### TASK DATA
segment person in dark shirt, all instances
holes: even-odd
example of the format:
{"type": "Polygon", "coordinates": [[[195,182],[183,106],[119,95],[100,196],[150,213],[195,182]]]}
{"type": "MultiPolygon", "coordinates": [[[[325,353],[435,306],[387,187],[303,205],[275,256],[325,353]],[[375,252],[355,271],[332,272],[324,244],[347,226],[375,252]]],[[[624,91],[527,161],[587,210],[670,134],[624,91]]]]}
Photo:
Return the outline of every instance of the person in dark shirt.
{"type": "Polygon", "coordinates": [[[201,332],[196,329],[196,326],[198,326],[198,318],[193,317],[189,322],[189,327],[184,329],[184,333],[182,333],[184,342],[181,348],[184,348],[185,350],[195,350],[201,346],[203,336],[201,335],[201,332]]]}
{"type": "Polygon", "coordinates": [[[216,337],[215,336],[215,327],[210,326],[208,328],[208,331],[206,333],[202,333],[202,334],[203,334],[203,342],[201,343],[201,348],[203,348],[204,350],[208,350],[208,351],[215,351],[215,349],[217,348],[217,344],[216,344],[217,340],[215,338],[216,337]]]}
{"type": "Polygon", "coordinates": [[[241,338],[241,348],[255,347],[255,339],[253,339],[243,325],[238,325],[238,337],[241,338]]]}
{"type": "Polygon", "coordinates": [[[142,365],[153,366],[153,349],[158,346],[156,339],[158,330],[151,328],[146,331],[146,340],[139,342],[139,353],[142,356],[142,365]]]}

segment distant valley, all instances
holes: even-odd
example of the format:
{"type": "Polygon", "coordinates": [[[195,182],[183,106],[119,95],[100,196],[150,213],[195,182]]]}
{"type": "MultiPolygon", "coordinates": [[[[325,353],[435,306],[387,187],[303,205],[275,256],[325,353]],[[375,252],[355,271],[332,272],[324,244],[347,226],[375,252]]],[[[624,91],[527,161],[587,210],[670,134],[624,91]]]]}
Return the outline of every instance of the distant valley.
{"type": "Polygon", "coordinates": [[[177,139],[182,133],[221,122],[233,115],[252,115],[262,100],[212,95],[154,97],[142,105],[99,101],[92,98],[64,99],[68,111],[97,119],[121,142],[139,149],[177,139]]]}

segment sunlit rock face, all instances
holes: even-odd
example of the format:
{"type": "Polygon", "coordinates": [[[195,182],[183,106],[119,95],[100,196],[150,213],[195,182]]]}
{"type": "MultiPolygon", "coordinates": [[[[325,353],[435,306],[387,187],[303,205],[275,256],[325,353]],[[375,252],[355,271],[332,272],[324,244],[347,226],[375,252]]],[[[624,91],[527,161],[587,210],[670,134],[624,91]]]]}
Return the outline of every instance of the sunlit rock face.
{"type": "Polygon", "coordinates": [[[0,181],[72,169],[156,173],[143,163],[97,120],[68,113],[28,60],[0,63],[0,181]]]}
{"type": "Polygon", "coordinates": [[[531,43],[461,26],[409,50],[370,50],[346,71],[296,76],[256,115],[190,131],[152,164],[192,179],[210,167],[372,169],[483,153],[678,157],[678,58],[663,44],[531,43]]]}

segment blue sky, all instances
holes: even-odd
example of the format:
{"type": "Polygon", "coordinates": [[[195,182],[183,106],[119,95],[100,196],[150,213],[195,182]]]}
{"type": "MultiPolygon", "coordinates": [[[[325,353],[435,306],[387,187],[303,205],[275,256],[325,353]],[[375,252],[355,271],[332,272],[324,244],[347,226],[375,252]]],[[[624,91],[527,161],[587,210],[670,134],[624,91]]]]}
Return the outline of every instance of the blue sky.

### WORK REQUEST
The lines above should be printed again, exactly as they are.

### TASK ANSWER
segment person in dark shirt, all instances
holes: even-odd
example of the format:
{"type": "Polygon", "coordinates": [[[195,182],[183,106],[119,95],[100,196],[150,213],[195,182]]]}
{"type": "MultiPolygon", "coordinates": [[[[325,353],[435,306],[387,187],[303,205],[275,256],[325,353]],[[375,252],[355,271],[332,272],[324,244],[347,226],[375,252]]],[[[624,91],[527,161],[587,210],[670,134],[624,91]]]]}
Photo:
Return the outline of every instance of the person in dark shirt.
{"type": "Polygon", "coordinates": [[[201,332],[196,329],[196,326],[198,326],[198,318],[193,317],[189,322],[189,327],[184,329],[184,333],[182,333],[184,342],[181,348],[184,348],[185,350],[195,350],[201,346],[203,336],[201,335],[201,332]]]}
{"type": "Polygon", "coordinates": [[[216,337],[215,336],[215,327],[210,326],[208,328],[208,331],[206,333],[202,333],[202,334],[203,334],[203,342],[201,343],[201,348],[203,348],[204,350],[208,350],[208,351],[215,351],[215,349],[217,348],[217,344],[216,344],[217,340],[215,338],[216,337]]]}
{"type": "Polygon", "coordinates": [[[241,338],[241,348],[255,347],[255,339],[253,339],[243,325],[238,325],[238,337],[241,338]]]}
{"type": "Polygon", "coordinates": [[[142,365],[153,366],[153,349],[158,346],[156,339],[158,330],[151,328],[146,331],[146,340],[139,342],[139,353],[142,356],[142,365]]]}

segment distant valley, all instances
holes: even-odd
example of the format:
{"type": "Polygon", "coordinates": [[[195,182],[183,106],[119,95],[100,196],[150,213],[195,182]]]}
{"type": "MultiPolygon", "coordinates": [[[[325,353],[435,306],[387,187],[303,205],[275,256],[325,353]],[[375,252],[355,271],[332,272],[324,244],[347,226],[375,252]]],[[[624,91],[527,161],[587,210],[670,134],[624,91]]]]}
Return the outline of every instance of the distant valley.
{"type": "Polygon", "coordinates": [[[177,139],[182,133],[221,122],[233,115],[252,115],[262,100],[212,95],[154,97],[142,105],[99,101],[92,98],[64,99],[68,111],[97,119],[121,142],[139,149],[177,139]]]}

segment sunlit rock face, all instances
holes: even-odd
example of the format:
{"type": "Polygon", "coordinates": [[[195,182],[183,106],[119,95],[100,196],[150,213],[195,182]]]}
{"type": "MultiPolygon", "coordinates": [[[[325,353],[435,306],[387,187],[303,205],[275,256],[325,353]],[[375,252],[355,271],[332,272],[324,244],[347,226],[375,252]]],[[[624,91],[527,161],[587,210],[670,134],[624,91]]]]}
Return the outline of every instance of the sunlit rock face.
{"type": "Polygon", "coordinates": [[[0,181],[72,169],[156,173],[143,163],[97,120],[68,113],[28,60],[0,63],[0,181]]]}
{"type": "Polygon", "coordinates": [[[531,43],[461,26],[409,50],[370,50],[346,71],[296,76],[256,115],[190,131],[152,164],[192,179],[210,167],[372,169],[483,153],[678,157],[678,58],[663,44],[531,43]]]}

segment blue sky, all instances
holes: even-odd
example of the format:
{"type": "Polygon", "coordinates": [[[195,182],[183,106],[119,95],[100,196],[150,213],[195,182]]]}
{"type": "MultiPolygon", "coordinates": [[[[325,353],[435,306],[387,187],[303,205],[275,256],[325,353]],[[375,252],[355,271],[332,272],[324,244],[347,226],[375,252]]],[[[624,91],[527,161],[587,210],[670,134],[624,91]]]]}
Return the outline of every instance of the blue sky.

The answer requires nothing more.